**What is needed:**
Search the listing below for "niche". Copy each matching line.
*** Begin section ***
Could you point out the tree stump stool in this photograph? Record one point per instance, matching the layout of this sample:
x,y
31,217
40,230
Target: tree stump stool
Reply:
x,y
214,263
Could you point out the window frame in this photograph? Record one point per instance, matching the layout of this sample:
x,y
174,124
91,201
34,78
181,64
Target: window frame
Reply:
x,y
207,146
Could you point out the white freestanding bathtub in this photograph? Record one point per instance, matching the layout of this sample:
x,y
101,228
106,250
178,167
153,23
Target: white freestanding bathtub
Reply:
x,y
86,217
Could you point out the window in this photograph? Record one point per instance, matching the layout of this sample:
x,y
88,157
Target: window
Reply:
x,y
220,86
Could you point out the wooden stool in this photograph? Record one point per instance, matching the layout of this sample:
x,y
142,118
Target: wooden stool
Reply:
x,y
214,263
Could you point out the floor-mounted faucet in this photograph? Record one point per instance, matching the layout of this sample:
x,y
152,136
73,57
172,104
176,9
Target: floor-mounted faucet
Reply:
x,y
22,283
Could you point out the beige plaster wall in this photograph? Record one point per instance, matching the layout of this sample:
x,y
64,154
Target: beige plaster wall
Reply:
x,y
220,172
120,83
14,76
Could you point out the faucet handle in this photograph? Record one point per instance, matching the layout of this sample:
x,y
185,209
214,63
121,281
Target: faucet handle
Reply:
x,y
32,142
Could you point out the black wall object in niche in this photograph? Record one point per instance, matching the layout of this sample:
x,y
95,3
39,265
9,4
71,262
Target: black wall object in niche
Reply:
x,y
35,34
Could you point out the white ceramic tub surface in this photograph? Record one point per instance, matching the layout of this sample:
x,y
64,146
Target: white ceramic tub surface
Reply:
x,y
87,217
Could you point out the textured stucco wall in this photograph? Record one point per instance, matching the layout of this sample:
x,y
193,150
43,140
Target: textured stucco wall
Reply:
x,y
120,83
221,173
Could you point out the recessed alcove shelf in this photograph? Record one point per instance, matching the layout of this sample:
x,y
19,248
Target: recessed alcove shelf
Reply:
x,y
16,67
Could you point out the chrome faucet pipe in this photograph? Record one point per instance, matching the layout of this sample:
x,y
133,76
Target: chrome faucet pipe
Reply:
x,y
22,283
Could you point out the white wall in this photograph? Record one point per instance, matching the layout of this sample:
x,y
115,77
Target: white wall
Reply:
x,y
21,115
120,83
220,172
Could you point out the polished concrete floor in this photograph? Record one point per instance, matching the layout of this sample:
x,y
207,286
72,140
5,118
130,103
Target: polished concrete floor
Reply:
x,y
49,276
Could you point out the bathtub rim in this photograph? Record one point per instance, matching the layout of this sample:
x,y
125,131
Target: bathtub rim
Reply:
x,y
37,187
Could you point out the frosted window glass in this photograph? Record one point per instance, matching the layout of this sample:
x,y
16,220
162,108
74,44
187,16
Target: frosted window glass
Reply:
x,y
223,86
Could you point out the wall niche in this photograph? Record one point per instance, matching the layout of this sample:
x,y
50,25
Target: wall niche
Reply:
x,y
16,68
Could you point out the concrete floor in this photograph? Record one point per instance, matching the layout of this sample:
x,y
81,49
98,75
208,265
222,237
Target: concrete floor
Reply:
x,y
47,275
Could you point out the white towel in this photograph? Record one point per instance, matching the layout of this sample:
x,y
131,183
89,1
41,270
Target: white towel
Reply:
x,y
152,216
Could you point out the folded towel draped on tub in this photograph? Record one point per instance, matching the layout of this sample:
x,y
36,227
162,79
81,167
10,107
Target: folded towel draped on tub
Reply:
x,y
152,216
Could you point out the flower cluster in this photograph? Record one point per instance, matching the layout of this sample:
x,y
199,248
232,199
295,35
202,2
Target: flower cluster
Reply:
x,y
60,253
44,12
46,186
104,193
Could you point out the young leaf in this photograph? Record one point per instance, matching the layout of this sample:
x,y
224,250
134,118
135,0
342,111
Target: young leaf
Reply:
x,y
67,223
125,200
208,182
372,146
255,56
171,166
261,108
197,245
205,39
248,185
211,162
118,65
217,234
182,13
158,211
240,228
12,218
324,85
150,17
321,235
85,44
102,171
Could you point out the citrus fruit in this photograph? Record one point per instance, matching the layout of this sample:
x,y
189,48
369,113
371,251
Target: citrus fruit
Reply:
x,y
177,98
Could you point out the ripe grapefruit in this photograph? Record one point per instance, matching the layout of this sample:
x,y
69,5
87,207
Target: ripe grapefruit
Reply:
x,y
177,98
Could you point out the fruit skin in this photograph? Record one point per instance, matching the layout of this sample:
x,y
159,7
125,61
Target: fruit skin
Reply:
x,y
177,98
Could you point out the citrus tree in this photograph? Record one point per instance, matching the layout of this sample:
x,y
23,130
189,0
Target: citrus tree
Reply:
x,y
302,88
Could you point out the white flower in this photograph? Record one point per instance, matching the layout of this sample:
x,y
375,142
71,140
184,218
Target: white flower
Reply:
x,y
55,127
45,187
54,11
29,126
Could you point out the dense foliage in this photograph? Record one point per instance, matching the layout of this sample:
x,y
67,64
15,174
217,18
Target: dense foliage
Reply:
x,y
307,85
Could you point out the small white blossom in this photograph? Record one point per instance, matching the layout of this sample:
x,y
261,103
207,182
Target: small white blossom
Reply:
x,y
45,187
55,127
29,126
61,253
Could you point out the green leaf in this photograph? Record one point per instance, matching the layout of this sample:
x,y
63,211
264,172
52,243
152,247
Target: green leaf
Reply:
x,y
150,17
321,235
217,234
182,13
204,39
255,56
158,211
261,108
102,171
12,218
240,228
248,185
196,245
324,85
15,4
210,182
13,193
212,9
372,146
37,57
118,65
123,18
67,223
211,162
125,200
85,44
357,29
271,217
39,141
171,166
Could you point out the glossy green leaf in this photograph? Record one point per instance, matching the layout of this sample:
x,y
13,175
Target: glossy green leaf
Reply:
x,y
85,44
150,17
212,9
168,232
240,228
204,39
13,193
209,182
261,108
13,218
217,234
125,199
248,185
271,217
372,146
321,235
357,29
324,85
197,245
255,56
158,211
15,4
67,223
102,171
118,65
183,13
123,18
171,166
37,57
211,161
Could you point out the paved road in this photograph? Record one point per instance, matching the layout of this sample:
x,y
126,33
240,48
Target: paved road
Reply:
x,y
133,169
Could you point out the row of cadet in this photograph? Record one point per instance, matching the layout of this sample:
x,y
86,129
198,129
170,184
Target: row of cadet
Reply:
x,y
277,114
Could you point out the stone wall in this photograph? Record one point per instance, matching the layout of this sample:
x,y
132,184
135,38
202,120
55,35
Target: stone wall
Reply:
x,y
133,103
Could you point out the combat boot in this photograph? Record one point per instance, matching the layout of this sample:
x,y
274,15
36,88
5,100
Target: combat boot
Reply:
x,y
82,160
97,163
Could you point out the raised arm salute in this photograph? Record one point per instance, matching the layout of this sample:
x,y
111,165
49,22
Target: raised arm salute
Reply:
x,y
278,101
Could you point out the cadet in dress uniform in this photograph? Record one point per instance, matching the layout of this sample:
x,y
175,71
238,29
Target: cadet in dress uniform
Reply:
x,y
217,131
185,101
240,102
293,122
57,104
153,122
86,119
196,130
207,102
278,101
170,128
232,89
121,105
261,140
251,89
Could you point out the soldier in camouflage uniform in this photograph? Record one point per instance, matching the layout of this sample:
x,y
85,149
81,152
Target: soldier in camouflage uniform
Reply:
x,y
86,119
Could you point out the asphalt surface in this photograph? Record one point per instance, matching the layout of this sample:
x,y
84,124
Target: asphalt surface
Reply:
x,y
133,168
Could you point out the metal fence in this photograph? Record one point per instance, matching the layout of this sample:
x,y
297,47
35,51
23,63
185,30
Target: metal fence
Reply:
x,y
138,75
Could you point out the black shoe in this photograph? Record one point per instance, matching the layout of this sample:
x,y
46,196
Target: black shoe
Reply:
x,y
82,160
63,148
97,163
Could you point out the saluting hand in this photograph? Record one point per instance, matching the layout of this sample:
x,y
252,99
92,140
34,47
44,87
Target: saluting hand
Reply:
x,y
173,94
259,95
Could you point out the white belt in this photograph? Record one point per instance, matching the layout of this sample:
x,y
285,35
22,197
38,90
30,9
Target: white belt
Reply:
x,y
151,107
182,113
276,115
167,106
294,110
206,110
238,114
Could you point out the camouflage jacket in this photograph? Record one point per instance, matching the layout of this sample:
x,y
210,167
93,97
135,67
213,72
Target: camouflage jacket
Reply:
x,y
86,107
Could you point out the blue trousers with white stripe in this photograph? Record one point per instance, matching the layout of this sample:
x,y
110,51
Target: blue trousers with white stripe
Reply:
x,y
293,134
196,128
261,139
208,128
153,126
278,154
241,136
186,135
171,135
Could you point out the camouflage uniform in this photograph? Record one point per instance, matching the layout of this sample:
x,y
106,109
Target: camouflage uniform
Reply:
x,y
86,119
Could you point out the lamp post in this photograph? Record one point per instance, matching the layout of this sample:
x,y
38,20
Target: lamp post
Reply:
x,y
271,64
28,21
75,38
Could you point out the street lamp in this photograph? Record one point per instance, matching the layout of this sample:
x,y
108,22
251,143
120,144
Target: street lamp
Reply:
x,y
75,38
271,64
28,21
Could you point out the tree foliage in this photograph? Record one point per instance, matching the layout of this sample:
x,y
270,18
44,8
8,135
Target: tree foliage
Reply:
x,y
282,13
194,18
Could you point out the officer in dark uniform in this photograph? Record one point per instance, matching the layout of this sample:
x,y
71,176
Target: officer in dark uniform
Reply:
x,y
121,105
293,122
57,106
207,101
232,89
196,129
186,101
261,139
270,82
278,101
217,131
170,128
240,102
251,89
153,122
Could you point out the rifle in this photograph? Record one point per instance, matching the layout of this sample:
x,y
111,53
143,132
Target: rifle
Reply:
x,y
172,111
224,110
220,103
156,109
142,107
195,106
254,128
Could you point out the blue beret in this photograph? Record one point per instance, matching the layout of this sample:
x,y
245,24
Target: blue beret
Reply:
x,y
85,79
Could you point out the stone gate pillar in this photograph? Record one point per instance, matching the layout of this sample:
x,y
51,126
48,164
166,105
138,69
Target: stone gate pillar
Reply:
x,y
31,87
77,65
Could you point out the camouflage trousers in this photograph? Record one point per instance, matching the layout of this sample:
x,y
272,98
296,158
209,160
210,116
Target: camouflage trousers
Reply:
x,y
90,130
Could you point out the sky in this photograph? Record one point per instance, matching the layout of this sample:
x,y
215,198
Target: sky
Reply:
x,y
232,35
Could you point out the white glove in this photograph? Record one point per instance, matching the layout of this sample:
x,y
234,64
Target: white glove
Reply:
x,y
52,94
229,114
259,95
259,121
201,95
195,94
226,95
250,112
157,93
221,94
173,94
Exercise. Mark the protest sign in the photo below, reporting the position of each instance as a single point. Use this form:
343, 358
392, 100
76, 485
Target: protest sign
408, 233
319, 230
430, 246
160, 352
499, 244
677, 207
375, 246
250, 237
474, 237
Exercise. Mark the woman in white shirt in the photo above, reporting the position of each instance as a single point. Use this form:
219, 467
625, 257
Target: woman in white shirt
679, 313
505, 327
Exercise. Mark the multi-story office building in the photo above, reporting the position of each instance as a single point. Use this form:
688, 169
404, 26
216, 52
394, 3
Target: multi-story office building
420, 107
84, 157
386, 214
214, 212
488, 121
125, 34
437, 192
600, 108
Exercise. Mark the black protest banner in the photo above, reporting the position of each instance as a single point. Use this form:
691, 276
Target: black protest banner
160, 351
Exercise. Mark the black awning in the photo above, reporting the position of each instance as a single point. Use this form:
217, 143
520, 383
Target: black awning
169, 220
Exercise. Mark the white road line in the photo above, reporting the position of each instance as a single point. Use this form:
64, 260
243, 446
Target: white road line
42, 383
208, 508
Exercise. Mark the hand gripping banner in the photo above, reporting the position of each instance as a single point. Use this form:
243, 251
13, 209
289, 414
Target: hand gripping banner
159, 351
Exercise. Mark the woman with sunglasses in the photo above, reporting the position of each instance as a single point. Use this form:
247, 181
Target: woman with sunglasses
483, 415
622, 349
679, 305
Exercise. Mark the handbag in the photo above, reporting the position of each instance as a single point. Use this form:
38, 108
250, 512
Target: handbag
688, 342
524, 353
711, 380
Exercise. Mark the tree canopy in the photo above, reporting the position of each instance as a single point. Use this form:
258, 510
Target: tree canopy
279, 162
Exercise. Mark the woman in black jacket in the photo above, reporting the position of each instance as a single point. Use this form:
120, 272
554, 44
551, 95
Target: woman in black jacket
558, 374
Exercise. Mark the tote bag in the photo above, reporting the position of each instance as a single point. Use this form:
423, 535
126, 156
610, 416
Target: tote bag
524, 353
*** End section ***
**Solved problem:**
Could you point out the black wall object in niche in this photograph? Record one point per instance, matching the layout of this sample:
Target: black wall object in niche
Could you point out the wall niche in this photograph? Record one point per instance, matching the layout of this sample:
Target: wall niche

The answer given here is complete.